**SOURCE PASSAGE**
Last reviewed: May 2026
Build the AWS services on the DP-100 exam with plain Terraform — one block at a time, each tied back to an exam domain. The same code works on OpenTofu.
By the end of this lab you'll have provisioned, with plain Terraform, the Azure Machine Learning workspace control plane — the workspace itself, the three required dependencies (Storage Account, Key Vault, Application Insights), and an Azure ML compute cluster scaled to zero-when-idle so the lab doesn't bleed money. This is the DP-100 reference workspace setup; training jobs and model deployments plug into it.
Drop the snippets into a single main.tf, run terraform init, then terraform apply step-by-step.
>= 1.5 or OpenTofu >= 1.6.az login).Control plane idles at near-$0:
The DP-100 cost trap is leaving the compute cluster's min_node_count > 0 — even one node idle runs $200+/month. We set min_node_count = 0 and scale_down_nodes_after_idle_duration = PT15M (scale down 15 minutes after idle). Verify before running. Destroy when done.

Records from an annotation dataset
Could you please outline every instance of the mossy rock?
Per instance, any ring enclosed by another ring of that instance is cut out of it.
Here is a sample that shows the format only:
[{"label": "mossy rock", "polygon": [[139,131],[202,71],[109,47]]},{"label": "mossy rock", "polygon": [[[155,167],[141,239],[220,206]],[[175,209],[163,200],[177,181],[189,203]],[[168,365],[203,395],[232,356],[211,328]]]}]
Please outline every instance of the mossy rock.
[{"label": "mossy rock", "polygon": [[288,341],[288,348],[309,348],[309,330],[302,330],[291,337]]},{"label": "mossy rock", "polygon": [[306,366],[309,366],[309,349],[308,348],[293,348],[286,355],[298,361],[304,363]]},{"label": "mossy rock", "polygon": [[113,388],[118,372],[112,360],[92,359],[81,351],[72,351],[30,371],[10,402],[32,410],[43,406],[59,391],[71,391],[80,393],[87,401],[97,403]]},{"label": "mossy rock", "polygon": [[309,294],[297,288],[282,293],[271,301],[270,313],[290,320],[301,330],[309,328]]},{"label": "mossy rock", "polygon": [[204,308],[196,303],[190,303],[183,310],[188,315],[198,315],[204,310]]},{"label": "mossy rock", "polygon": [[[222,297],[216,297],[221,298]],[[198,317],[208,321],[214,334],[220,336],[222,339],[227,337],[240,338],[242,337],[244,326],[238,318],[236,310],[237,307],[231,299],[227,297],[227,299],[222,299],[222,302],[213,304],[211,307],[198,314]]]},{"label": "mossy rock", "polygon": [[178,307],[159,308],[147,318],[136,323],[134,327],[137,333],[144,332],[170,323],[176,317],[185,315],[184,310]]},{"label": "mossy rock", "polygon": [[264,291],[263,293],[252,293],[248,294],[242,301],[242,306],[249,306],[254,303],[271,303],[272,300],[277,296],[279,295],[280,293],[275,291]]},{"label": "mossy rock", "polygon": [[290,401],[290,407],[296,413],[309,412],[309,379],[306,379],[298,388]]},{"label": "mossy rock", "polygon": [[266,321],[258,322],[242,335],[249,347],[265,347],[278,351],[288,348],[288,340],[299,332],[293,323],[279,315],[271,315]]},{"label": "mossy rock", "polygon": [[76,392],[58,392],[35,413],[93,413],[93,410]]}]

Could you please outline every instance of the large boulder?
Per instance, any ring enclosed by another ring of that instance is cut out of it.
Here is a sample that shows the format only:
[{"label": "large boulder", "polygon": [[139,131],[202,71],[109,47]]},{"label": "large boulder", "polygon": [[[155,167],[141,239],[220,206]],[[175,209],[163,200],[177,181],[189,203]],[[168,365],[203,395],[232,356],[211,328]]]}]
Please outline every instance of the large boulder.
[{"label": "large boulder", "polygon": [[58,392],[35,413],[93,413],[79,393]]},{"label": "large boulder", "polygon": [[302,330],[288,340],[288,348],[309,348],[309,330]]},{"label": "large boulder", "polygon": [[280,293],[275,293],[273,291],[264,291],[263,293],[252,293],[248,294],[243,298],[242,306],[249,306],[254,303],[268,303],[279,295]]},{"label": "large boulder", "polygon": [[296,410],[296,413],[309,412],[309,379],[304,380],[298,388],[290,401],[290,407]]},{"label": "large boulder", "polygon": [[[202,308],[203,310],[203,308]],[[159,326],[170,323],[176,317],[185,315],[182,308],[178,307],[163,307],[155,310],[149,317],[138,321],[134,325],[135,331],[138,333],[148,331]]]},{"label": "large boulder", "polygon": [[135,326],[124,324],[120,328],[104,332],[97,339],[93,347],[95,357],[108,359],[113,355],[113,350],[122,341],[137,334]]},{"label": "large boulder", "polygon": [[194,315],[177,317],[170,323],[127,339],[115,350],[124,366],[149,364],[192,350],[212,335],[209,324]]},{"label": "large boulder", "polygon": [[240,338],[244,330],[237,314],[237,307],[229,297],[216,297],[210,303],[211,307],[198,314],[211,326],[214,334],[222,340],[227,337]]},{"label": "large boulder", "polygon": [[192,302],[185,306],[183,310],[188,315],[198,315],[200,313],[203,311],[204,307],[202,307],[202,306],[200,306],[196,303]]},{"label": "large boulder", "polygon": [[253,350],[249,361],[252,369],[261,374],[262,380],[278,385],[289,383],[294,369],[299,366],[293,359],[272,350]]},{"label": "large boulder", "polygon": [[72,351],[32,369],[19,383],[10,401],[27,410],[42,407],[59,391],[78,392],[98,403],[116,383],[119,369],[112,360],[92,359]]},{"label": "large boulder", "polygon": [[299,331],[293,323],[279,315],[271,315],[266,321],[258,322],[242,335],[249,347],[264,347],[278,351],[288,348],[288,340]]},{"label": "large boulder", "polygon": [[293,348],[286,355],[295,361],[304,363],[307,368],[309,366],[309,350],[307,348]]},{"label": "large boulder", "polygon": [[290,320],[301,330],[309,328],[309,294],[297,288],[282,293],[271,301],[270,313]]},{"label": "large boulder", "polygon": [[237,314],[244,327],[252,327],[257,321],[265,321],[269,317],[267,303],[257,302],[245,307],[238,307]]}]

**STATED TASK 1**
In the records, from their start through the line containing "Please outline every instance of the mossy rock.", change "mossy rock" to "moss-covered stone" and reproduce only those lines, keeping everything else the same.
**STATED TASK 2**
Go on with the Terraform lab on the Azure Machine Learning workspace, picking up after its final sentence.
These records are unrelated to the lab text on building an Azure Machine Learning workspace with Terraform.

**EXPECTED ANSWER 1**
Could you please outline every instance of the moss-covered stone?
Per instance, any ring enclosed by another ring of that instance is cut out of it.
Here is a sample that shows the format only:
[{"label": "moss-covered stone", "polygon": [[139,131],[202,71],[109,47]]},{"label": "moss-covered stone", "polygon": [[[155,167],[141,239],[220,206]],[[175,209],[163,200],[177,181],[189,203]],[[168,365],[203,395],[232,356],[211,328]]]}]
Please outline every instance of the moss-covered stone.

**EXPECTED ANSWER 2**
Standard Azure opener. Azure ML workspaces are regional — pick a region with broad GPU SKU availability if you're going past the lab (eastus, westus, westeurope are the safe choices).
terraform {
required_version = ">= 1.5"
required_providers {
azurerm = { source = "hashicorp/azurerm", version = "~> 4.0" }
random = { source = "hashicorp/random", version = "~> 3.6" }
}
}
provider "azurerm" {
features {
key_vault {
purge_soft_delete_on_destroy = true
}
}
}
resource "random_id" "suffix" {
byte_length = 3
}
data "azurerm_client_config" "current" {}
locals {
tags = {
Project = "certlabpro-dp-100"
ManagedBy = "terraform"
}
}
resource "azurerm_resource_group" "main" {
name = "certlabpro-dp-100-rg"
location = "eastus"
tags = local.tags
}Azure ML workspaces require three pre-existing resources to attach to: a Storage Account (for datasets, models, logs), a Key Vault (for credentials), and an Application Insights instance (for run telemetry). DP-100 tests this triplet repeatedly — "why can't I create the workspace?" is almost always missing one of these.
The storage account here gets the standard secure defaults; the Key Vault uses RBAC authorization (the modern default).
resource "azurerm_storage_account" "ml" {
name = "dp100ml${random_id.suffix.hex}"
resource_group_name = azurerm_resource_group.main.name
location = azurerm_resource_group.main.location
account_tier = "Standard"
account_replication_type = "LRS"
account_kind = "StorageV2"
https_traffic_only_enabled = true
min_tls_version = "TLS1_2"
allow_nested_items_to_be_public = false
tags = local.tags
}
resource "azurerm_key_vault" "ml" {
name = "kv-dp100-${random_id.suffix.hex}"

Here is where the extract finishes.